● **The problem**:
Would you please copy every line below that includes the string "rough"?

[Provided information — start]

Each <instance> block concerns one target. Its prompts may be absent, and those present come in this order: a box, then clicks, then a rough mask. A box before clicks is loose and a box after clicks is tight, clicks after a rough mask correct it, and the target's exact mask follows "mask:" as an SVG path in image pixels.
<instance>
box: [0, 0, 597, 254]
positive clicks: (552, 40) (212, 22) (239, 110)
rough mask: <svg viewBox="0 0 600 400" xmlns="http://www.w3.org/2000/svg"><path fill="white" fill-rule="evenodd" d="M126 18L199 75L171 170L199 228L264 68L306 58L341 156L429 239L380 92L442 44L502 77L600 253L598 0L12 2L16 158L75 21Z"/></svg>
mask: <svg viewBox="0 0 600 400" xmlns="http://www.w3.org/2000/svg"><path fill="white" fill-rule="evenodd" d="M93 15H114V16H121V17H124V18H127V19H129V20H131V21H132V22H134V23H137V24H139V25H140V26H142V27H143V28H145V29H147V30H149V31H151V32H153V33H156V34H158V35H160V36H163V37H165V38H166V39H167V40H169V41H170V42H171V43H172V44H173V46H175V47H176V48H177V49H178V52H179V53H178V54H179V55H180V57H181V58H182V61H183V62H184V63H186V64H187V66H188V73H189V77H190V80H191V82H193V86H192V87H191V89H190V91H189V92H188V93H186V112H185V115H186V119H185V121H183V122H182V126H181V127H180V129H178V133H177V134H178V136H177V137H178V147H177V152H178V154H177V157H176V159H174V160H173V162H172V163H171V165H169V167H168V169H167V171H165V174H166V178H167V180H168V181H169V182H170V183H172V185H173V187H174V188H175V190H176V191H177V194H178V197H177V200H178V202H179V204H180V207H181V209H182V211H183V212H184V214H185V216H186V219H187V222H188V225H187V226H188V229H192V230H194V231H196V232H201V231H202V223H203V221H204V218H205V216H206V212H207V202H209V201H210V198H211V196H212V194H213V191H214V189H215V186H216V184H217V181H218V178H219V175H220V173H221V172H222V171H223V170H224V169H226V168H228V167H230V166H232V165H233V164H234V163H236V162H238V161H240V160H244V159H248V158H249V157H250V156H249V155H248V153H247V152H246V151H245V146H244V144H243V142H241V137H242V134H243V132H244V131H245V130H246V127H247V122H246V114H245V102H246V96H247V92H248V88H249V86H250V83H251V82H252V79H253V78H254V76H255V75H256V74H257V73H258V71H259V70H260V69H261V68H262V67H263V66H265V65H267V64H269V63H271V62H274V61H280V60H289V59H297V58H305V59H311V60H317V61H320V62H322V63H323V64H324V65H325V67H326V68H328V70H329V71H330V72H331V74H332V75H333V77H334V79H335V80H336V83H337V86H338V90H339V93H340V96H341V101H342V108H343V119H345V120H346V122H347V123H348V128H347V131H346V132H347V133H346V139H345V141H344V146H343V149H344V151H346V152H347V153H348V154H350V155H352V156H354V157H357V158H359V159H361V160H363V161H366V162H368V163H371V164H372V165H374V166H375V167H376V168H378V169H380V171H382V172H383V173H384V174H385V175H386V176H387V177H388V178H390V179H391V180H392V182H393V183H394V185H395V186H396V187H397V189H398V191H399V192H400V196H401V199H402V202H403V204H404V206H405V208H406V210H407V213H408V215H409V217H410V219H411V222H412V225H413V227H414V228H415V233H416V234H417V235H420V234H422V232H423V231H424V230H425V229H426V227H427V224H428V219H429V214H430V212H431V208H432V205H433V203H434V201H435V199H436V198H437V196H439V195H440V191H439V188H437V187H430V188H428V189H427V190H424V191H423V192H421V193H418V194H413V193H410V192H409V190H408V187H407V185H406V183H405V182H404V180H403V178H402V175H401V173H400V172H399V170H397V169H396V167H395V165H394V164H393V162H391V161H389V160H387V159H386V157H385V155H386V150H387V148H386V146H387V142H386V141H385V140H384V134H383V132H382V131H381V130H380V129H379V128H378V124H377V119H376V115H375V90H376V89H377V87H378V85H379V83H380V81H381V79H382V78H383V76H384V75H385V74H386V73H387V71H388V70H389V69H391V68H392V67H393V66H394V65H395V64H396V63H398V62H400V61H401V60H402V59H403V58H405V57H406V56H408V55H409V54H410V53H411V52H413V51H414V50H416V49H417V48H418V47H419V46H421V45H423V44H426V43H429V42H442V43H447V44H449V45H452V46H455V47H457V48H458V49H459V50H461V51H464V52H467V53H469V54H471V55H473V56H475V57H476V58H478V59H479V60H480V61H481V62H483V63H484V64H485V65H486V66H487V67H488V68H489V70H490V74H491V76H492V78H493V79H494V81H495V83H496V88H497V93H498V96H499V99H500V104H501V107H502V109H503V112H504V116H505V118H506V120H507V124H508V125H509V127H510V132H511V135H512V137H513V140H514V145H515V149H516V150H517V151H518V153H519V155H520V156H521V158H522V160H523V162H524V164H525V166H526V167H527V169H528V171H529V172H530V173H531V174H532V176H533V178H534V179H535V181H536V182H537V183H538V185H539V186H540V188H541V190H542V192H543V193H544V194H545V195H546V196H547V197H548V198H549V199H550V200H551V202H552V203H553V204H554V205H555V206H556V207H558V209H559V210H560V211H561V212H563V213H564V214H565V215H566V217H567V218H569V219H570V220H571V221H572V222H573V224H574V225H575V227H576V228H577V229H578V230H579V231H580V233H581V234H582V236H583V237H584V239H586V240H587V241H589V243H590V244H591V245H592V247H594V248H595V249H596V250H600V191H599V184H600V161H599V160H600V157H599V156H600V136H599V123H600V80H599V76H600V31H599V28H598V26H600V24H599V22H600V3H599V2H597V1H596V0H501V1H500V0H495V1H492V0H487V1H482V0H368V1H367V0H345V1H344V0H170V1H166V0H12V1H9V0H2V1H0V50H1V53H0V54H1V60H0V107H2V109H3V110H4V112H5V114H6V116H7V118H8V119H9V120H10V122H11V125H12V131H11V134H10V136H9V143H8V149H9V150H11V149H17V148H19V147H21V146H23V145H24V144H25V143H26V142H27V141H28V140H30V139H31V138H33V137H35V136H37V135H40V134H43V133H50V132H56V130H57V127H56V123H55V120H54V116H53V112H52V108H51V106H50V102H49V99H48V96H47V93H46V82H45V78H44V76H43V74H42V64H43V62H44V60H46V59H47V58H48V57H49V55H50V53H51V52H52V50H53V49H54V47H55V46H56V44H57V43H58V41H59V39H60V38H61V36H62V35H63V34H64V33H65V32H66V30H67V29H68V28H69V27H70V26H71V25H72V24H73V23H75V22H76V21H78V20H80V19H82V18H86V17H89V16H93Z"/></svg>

[Provided information — finish]

● **Response**:
Each <instance> block concerns one target. Its prompts may be absent, and those present come in this order: a box, then clicks, then a rough mask. A box before clicks is loose and a box after clicks is tight, clicks after a rough mask correct it, and the target's exact mask follows "mask:" as an SVG path in image pixels.
rough mask: <svg viewBox="0 0 600 400" xmlns="http://www.w3.org/2000/svg"><path fill="white" fill-rule="evenodd" d="M126 18L199 75L171 170L199 228L264 68L306 58L341 156L429 239L380 92L442 44L502 77L600 253L598 0L12 2L16 158L75 21Z"/></svg>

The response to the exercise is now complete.